==== GIVEN ENTRIES ====

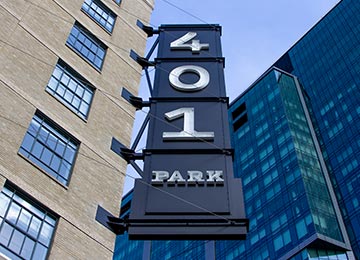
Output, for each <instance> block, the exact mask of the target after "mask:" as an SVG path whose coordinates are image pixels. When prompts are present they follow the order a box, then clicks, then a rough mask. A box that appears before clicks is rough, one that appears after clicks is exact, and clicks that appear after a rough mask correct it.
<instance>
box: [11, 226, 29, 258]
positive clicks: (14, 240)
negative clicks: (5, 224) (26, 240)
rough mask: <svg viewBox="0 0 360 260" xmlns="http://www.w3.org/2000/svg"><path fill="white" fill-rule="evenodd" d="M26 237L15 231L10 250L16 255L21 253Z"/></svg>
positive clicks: (11, 241)
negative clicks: (25, 237) (19, 253)
mask: <svg viewBox="0 0 360 260" xmlns="http://www.w3.org/2000/svg"><path fill="white" fill-rule="evenodd" d="M24 240H25V235H24V234H23V233H21V232H19V231H17V230H14V233H13V235H12V237H11V240H10V244H9V248H10V249H11V250H12V251H13V252H14V253H16V254H19V253H20V250H21V247H22V244H23V243H24Z"/></svg>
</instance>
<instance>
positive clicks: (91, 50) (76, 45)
mask: <svg viewBox="0 0 360 260" xmlns="http://www.w3.org/2000/svg"><path fill="white" fill-rule="evenodd" d="M66 45H67V46H68V47H69V48H70V49H72V50H73V51H74V52H75V53H76V54H78V55H79V56H80V57H81V58H83V59H84V60H85V61H87V62H88V63H89V64H90V65H91V66H92V67H93V68H95V69H96V70H97V71H99V72H100V71H101V70H102V67H103V65H104V61H105V57H106V52H107V49H108V47H107V46H106V45H105V44H104V43H103V42H102V41H100V40H99V39H98V38H97V37H96V36H95V35H93V34H92V33H91V32H89V31H88V30H87V29H86V28H85V27H84V26H82V25H81V24H80V23H78V22H75V24H74V26H73V27H72V28H71V31H70V34H69V36H68V38H67V40H66ZM83 47H84V49H85V50H83ZM99 50H100V53H99V55H98V52H99ZM101 52H102V54H101ZM85 53H86V54H85ZM90 54H91V55H92V56H93V57H92V56H90ZM89 56H90V57H92V58H90V57H89ZM96 58H98V59H96ZM98 60H100V64H97V61H98Z"/></svg>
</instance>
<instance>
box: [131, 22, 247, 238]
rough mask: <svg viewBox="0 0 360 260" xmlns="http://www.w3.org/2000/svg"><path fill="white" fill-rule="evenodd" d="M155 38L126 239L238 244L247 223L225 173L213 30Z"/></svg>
mask: <svg viewBox="0 0 360 260" xmlns="http://www.w3.org/2000/svg"><path fill="white" fill-rule="evenodd" d="M159 32H160V33H159V46H158V58H157V59H156V60H155V61H156V72H155V82H154V89H153V96H152V98H151V99H150V103H151V105H150V112H149V114H150V122H149V130H148V139H147V146H146V147H147V149H146V150H144V154H145V159H144V176H143V179H141V180H140V179H139V180H136V182H135V188H134V195H133V200H132V206H131V213H130V218H129V223H130V225H129V230H128V233H129V237H130V238H131V239H172V238H175V239H196V238H201V239H243V238H244V237H245V235H246V232H247V228H248V220H247V219H246V218H245V213H244V204H243V198H242V187H241V181H240V179H235V178H234V174H233V165H232V149H231V145H230V133H229V128H228V119H227V106H228V103H227V102H228V99H227V98H226V95H225V84H224V75H223V73H224V72H223V66H224V59H223V58H222V57H221V46H220V35H221V29H220V26H218V25H165V26H161V27H160V28H159ZM184 227H186V231H184Z"/></svg>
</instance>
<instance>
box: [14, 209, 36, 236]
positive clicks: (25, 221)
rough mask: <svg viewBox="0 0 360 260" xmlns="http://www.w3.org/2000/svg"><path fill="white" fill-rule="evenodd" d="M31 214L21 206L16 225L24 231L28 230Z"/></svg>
mask: <svg viewBox="0 0 360 260" xmlns="http://www.w3.org/2000/svg"><path fill="white" fill-rule="evenodd" d="M31 216H32V215H31V213H30V212H29V211H27V210H26V209H24V208H23V209H22V210H21V212H20V216H19V219H18V222H17V224H16V225H17V226H18V227H19V228H20V229H22V230H23V231H25V232H26V231H27V230H28V226H29V223H30V220H31Z"/></svg>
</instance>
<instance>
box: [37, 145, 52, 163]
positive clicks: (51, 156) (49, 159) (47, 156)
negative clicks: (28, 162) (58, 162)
mask: <svg viewBox="0 0 360 260" xmlns="http://www.w3.org/2000/svg"><path fill="white" fill-rule="evenodd" d="M51 157H52V152H51V151H50V150H49V149H47V148H44V151H43V153H42V155H41V158H40V159H41V161H42V162H43V163H44V164H46V165H50V161H51Z"/></svg>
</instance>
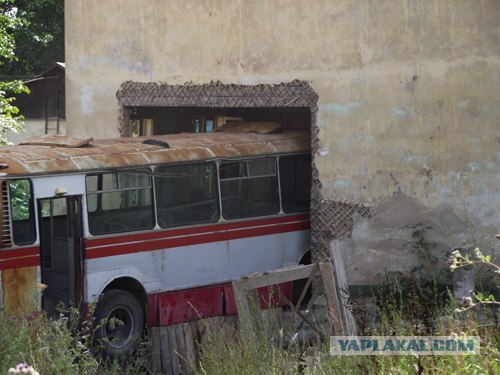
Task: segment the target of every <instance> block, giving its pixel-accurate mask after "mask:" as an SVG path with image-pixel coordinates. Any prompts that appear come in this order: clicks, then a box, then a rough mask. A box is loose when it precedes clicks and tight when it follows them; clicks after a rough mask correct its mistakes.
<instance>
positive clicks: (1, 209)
mask: <svg viewBox="0 0 500 375" xmlns="http://www.w3.org/2000/svg"><path fill="white" fill-rule="evenodd" d="M8 189H9V185H8V181H7V180H4V181H2V180H0V208H1V215H0V228H2V237H0V248H1V247H8V246H11V245H12V233H11V230H10V202H9V190H8Z"/></svg>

====

YOUR OBJECTIVE
Repeat the entries exactly, pictures left out.

SOLUTION FOR THIS PROBLEM
Output, for each <instance> block, the exact mask of the target after "mask:" as an SVG path whose coordinates are image pixels. When prompts are present they follow the order a box, then clicks, then a rough mask. A box that appears before clicks is rough, one that appears after clicks is exact, and clicks that appear after a rough mask correct it.
<instance>
box: [11, 226, 29, 258]
positive clicks: (14, 240)
negative clicks: (5, 224) (26, 240)
rough mask: <svg viewBox="0 0 360 260" xmlns="http://www.w3.org/2000/svg"><path fill="white" fill-rule="evenodd" d="M26 237L15 231L10 250L16 255L21 253Z"/></svg>
positive clicks: (11, 241)
negative clicks: (25, 237) (19, 253)
mask: <svg viewBox="0 0 360 260" xmlns="http://www.w3.org/2000/svg"><path fill="white" fill-rule="evenodd" d="M24 240H25V235H24V234H23V233H21V232H19V231H17V230H14V233H13V235H12V237H11V240H10V244H9V248H10V249H11V250H12V251H13V252H14V253H16V254H19V253H20V250H21V247H22V244H23V243H24Z"/></svg>
</instance>
<instance>
positive clicks: (91, 50) (76, 45)
mask: <svg viewBox="0 0 360 260" xmlns="http://www.w3.org/2000/svg"><path fill="white" fill-rule="evenodd" d="M66 45H67V46H68V47H69V48H70V49H72V50H73V51H74V52H75V53H76V54H78V55H79V56H80V57H81V58H83V59H84V60H85V61H87V62H88V63H89V64H90V65H91V66H92V67H93V68H95V69H96V70H97V71H99V72H100V71H101V70H102V67H103V65H104V61H105V57H106V52H107V49H108V47H107V46H106V45H105V44H104V43H103V42H102V41H100V40H99V39H98V38H97V37H96V36H95V35H93V34H92V33H91V32H89V31H88V30H87V29H86V28H85V27H84V26H82V25H81V24H80V23H78V22H75V24H74V26H73V27H72V28H71V31H70V34H69V36H68V38H67V40H66ZM83 47H84V49H85V50H83ZM99 50H100V53H99V55H98V52H99ZM101 52H102V54H101ZM85 53H86V54H85ZM90 54H91V55H92V56H93V57H92V56H90ZM89 56H90V57H92V58H90V57H89ZM96 58H98V59H96ZM98 60H100V64H97V61H98Z"/></svg>
</instance>
<instance>
box: [131, 22, 247, 238]
rough mask: <svg viewBox="0 0 360 260" xmlns="http://www.w3.org/2000/svg"><path fill="white" fill-rule="evenodd" d="M155 38L126 239L238 244L247 223L225 173L213 30Z"/></svg>
mask: <svg viewBox="0 0 360 260" xmlns="http://www.w3.org/2000/svg"><path fill="white" fill-rule="evenodd" d="M159 32H160V33H159V46H158V58H157V59H156V60H155V61H156V72H155V82H154V89H153V96H152V98H151V99H150V103H151V105H150V112H149V114H150V122H149V130H148V139H147V146H146V147H147V149H146V150H144V154H145V159H144V176H143V179H141V180H140V179H139V180H136V182H135V188H134V195H133V200H132V206H131V213H130V218H129V223H130V225H129V230H128V233H129V237H130V238H131V239H172V238H175V239H196V238H201V239H243V238H244V237H245V235H246V232H247V228H248V220H247V219H246V218H245V213H244V204H243V198H242V187H241V181H240V179H235V178H234V174H233V165H232V149H231V145H230V133H229V128H228V119H227V106H228V103H227V102H228V99H227V98H226V95H225V84H224V75H223V73H224V72H223V66H224V59H223V58H222V57H221V46H220V35H221V29H220V26H218V25H165V26H161V27H160V28H159ZM184 227H186V231H184Z"/></svg>
</instance>
<instance>
box: [14, 209, 36, 236]
positive clicks: (25, 221)
rough mask: <svg viewBox="0 0 360 260" xmlns="http://www.w3.org/2000/svg"><path fill="white" fill-rule="evenodd" d="M31 214L21 206L16 225L24 231L28 230Z"/></svg>
mask: <svg viewBox="0 0 360 260" xmlns="http://www.w3.org/2000/svg"><path fill="white" fill-rule="evenodd" d="M31 216H32V215H31V213H30V212H29V211H27V210H26V209H24V208H23V209H22V210H21V212H20V216H19V219H18V222H17V224H16V225H17V226H18V227H19V228H20V229H22V230H23V231H25V232H26V231H27V230H28V226H29V223H30V220H31Z"/></svg>
</instance>
<instance>
box: [37, 145, 52, 163]
positive clicks: (51, 156) (49, 159) (47, 156)
negative clicks: (28, 162) (58, 162)
mask: <svg viewBox="0 0 360 260" xmlns="http://www.w3.org/2000/svg"><path fill="white" fill-rule="evenodd" d="M51 157H52V152H51V151H50V150H49V149H47V148H44V151H43V153H42V155H41V158H40V159H41V161H42V162H43V163H44V164H46V165H50V161H51Z"/></svg>
</instance>
Task: segment the target of every <instance> block, giving its pixel-accurate mask after "mask:" as an SVG path with image-pixel coordinates. Any prompts that appear come in this order: clicks, then a box, then a rough mask. A box is loose when it precedes clicks and tight when it follows them; clicks after a rough mask correct its mistakes.
<instance>
positive clicks: (1, 209)
mask: <svg viewBox="0 0 500 375" xmlns="http://www.w3.org/2000/svg"><path fill="white" fill-rule="evenodd" d="M8 189H9V185H8V181H7V180H4V181H2V180H0V208H1V215H0V228H2V237H0V248H1V247H8V246H11V245H12V233H11V230H10V202H9V190H8Z"/></svg>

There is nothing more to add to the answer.